Work order:
Report how many lines in the data include "woman", with the number as the only reply.

Input for this task:
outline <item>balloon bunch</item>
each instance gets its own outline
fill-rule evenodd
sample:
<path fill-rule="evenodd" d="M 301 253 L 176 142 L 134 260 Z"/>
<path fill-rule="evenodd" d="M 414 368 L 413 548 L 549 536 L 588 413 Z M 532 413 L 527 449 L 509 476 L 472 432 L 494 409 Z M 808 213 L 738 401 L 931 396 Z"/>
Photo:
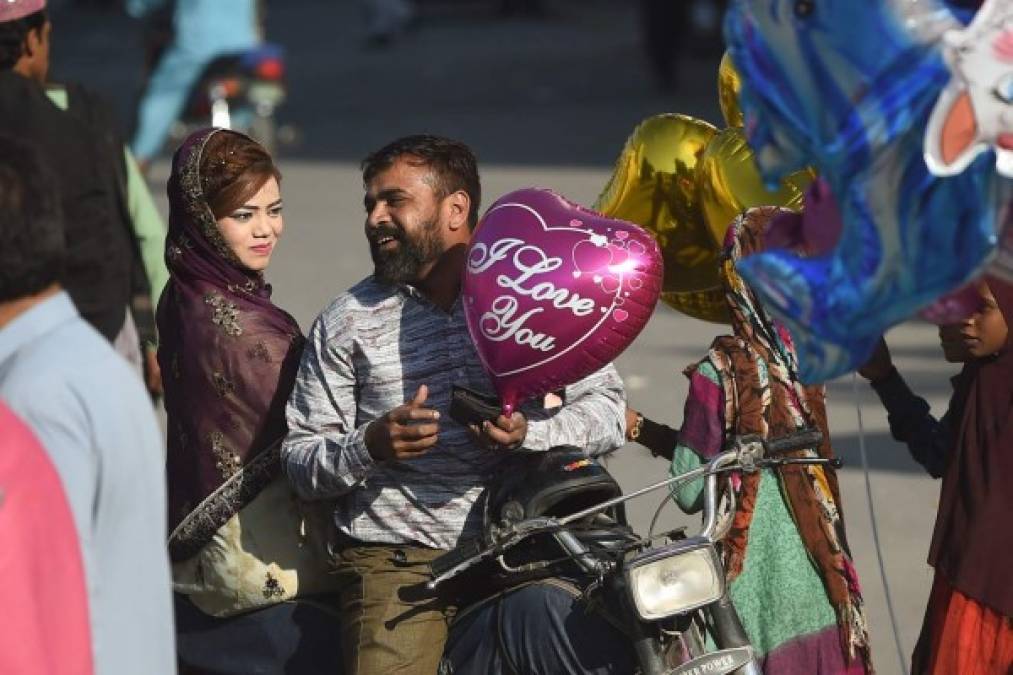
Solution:
<path fill-rule="evenodd" d="M 657 239 L 665 262 L 661 299 L 698 319 L 728 320 L 717 257 L 725 231 L 747 208 L 802 206 L 808 170 L 768 190 L 741 128 L 739 77 L 726 57 L 718 71 L 725 129 L 688 115 L 650 117 L 630 134 L 594 209 L 634 222 Z"/>
<path fill-rule="evenodd" d="M 661 253 L 647 232 L 549 190 L 498 199 L 468 246 L 468 332 L 509 415 L 613 361 L 651 318 Z"/>
<path fill-rule="evenodd" d="M 766 233 L 768 248 L 789 249 L 807 256 L 823 255 L 833 250 L 844 223 L 830 186 L 822 178 L 817 178 L 805 191 L 802 203 L 801 212 L 783 211 L 770 221 Z M 993 263 L 990 271 L 994 269 Z M 918 316 L 942 326 L 961 321 L 980 308 L 981 295 L 977 284 L 970 283 L 938 298 L 919 311 Z"/>
<path fill-rule="evenodd" d="M 987 0 L 943 42 L 951 77 L 925 130 L 929 170 L 958 174 L 992 148 L 996 170 L 1013 178 L 1013 4 Z"/>
<path fill-rule="evenodd" d="M 942 42 L 950 81 L 925 129 L 929 171 L 937 176 L 962 173 L 991 150 L 999 175 L 1013 178 L 1013 4 L 985 0 L 966 28 L 950 28 Z M 999 252 L 988 273 L 1013 281 L 1013 197 L 1011 182 L 1000 183 L 1004 194 L 999 204 L 1005 212 L 999 218 Z M 956 306 L 952 298 L 937 304 Z"/>
<path fill-rule="evenodd" d="M 966 284 L 995 253 L 994 152 L 956 153 L 966 166 L 948 177 L 924 158 L 950 76 L 941 36 L 958 28 L 935 0 L 729 7 L 725 42 L 761 174 L 776 181 L 813 166 L 840 209 L 826 254 L 771 250 L 739 263 L 791 330 L 804 381 L 861 365 L 887 328 Z"/>

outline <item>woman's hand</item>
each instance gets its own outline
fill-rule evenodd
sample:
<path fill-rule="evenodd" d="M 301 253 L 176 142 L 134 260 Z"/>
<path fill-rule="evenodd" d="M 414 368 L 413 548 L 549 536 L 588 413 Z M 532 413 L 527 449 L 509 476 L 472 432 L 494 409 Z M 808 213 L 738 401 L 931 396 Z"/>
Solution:
<path fill-rule="evenodd" d="M 858 369 L 858 374 L 869 382 L 878 382 L 885 379 L 893 372 L 893 359 L 890 358 L 890 348 L 886 346 L 886 340 L 879 338 L 872 356 Z"/>

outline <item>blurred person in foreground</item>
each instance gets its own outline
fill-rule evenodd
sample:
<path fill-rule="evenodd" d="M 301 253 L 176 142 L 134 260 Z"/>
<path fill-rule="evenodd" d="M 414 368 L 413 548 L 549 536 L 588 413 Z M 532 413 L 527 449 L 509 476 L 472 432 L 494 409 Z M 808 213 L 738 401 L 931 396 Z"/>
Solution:
<path fill-rule="evenodd" d="M 0 2 L 0 128 L 38 143 L 58 172 L 64 212 L 74 214 L 64 287 L 157 396 L 165 224 L 105 102 L 48 80 L 51 42 L 45 0 Z"/>
<path fill-rule="evenodd" d="M 0 401 L 0 673 L 91 675 L 81 549 L 46 451 Z M 59 639 L 53 639 L 59 636 Z"/>
<path fill-rule="evenodd" d="M 282 464 L 301 496 L 335 500 L 332 553 L 348 675 L 431 675 L 456 607 L 444 589 L 425 588 L 429 563 L 480 533 L 483 494 L 513 453 L 566 445 L 596 456 L 620 447 L 625 394 L 609 364 L 566 387 L 552 410 L 532 403 L 481 427 L 453 420 L 453 384 L 492 391 L 460 297 L 481 199 L 475 156 L 463 143 L 416 135 L 372 153 L 362 169 L 374 273 L 340 294 L 310 330 Z M 536 584 L 513 600 L 527 601 L 534 616 L 552 608 L 556 620 L 519 622 L 509 636 L 484 630 L 485 621 L 470 625 L 490 647 L 484 656 L 506 650 L 520 672 L 582 672 L 586 651 L 557 649 L 582 638 L 599 663 L 628 663 L 628 642 L 624 652 L 621 634 L 586 613 L 578 595 Z M 507 610 L 492 604 L 487 611 Z M 614 644 L 618 655 L 609 658 Z M 496 672 L 451 661 L 458 673 Z"/>
<path fill-rule="evenodd" d="M 331 577 L 278 462 L 305 342 L 264 277 L 285 225 L 280 180 L 259 143 L 225 129 L 191 134 L 169 178 L 158 356 L 182 675 L 341 668 L 336 618 L 304 602 Z"/>
<path fill-rule="evenodd" d="M 42 154 L 0 137 L 0 398 L 63 482 L 96 672 L 168 675 L 176 669 L 162 439 L 140 380 L 60 285 L 68 244 L 57 195 Z"/>
<path fill-rule="evenodd" d="M 141 19 L 169 0 L 126 0 L 127 13 Z M 224 54 L 261 42 L 257 0 L 175 0 L 172 38 L 148 78 L 137 108 L 130 144 L 143 171 L 162 150 L 172 123 L 204 68 Z"/>
<path fill-rule="evenodd" d="M 914 675 L 1013 672 L 1013 286 L 988 277 L 981 304 L 939 330 L 943 356 L 963 363 L 938 420 L 880 341 L 858 372 L 886 408 L 890 433 L 942 478 L 929 549 L 935 580 L 912 656 Z"/>

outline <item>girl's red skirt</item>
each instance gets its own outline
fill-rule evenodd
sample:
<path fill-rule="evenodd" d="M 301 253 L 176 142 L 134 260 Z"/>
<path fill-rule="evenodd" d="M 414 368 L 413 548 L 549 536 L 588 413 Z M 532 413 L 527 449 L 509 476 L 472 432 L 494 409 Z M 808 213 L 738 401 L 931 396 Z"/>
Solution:
<path fill-rule="evenodd" d="M 1013 618 L 972 600 L 936 573 L 911 673 L 1013 675 Z"/>

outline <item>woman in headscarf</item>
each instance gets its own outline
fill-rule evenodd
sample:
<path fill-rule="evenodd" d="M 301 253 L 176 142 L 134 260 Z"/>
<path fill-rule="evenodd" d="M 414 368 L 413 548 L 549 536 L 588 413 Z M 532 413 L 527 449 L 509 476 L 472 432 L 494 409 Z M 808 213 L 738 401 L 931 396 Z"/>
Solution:
<path fill-rule="evenodd" d="M 323 590 L 327 575 L 278 460 L 303 347 L 264 280 L 284 225 L 280 178 L 232 131 L 198 131 L 173 158 L 158 358 L 181 673 L 340 663 L 333 620 L 283 602 Z"/>
<path fill-rule="evenodd" d="M 939 330 L 953 378 L 938 421 L 894 368 L 885 342 L 859 373 L 889 413 L 890 431 L 942 477 L 929 549 L 935 581 L 912 657 L 915 675 L 1013 673 L 1013 286 L 989 278 L 981 306 Z"/>
<path fill-rule="evenodd" d="M 739 276 L 736 263 L 764 249 L 780 209 L 750 209 L 729 227 L 721 277 L 733 335 L 714 340 L 685 370 L 690 380 L 683 425 L 645 442 L 677 442 L 672 474 L 699 467 L 733 436 L 778 438 L 819 429 L 816 449 L 789 453 L 829 458 L 823 387 L 799 382 L 788 331 L 771 319 Z M 630 411 L 631 435 L 651 422 Z M 657 430 L 655 430 L 657 431 Z M 640 440 L 640 439 L 638 439 Z M 650 447 L 650 446 L 649 446 Z M 668 454 L 652 447 L 655 454 Z M 872 672 L 868 629 L 840 508 L 837 477 L 818 465 L 789 465 L 734 481 L 736 511 L 723 541 L 729 592 L 763 672 L 838 675 Z M 700 509 L 702 481 L 675 493 L 687 512 Z"/>

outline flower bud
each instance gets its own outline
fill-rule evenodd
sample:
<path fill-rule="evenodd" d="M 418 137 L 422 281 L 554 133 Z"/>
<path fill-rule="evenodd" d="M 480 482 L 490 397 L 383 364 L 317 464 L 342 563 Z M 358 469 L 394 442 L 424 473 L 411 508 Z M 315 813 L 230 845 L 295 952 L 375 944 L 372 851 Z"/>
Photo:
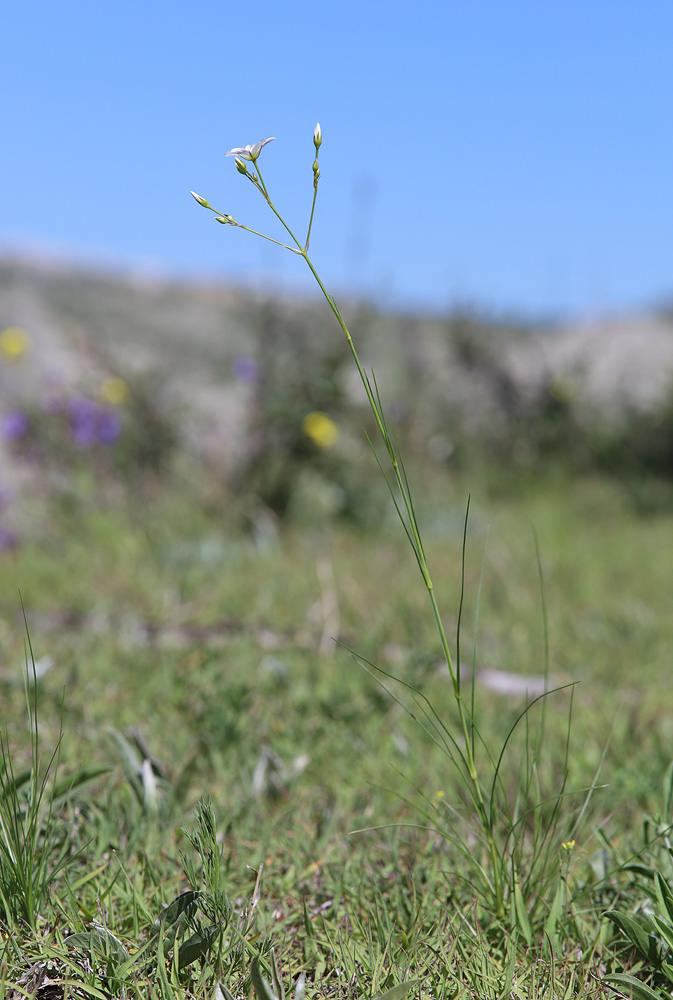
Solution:
<path fill-rule="evenodd" d="M 248 168 L 245 165 L 245 160 L 242 160 L 240 156 L 235 156 L 234 163 L 236 164 L 236 169 L 239 174 L 247 174 Z"/>
<path fill-rule="evenodd" d="M 313 129 L 313 145 L 316 149 L 320 149 L 322 143 L 322 129 L 320 128 L 320 122 Z"/>
<path fill-rule="evenodd" d="M 189 193 L 191 194 L 192 198 L 194 198 L 195 201 L 198 201 L 199 205 L 203 206 L 203 208 L 210 208 L 210 205 L 208 204 L 206 199 L 202 198 L 200 194 L 196 193 L 196 191 L 190 191 Z"/>
<path fill-rule="evenodd" d="M 238 223 L 233 215 L 216 215 L 215 222 L 221 223 L 223 226 L 237 226 Z"/>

Solution to this exercise:
2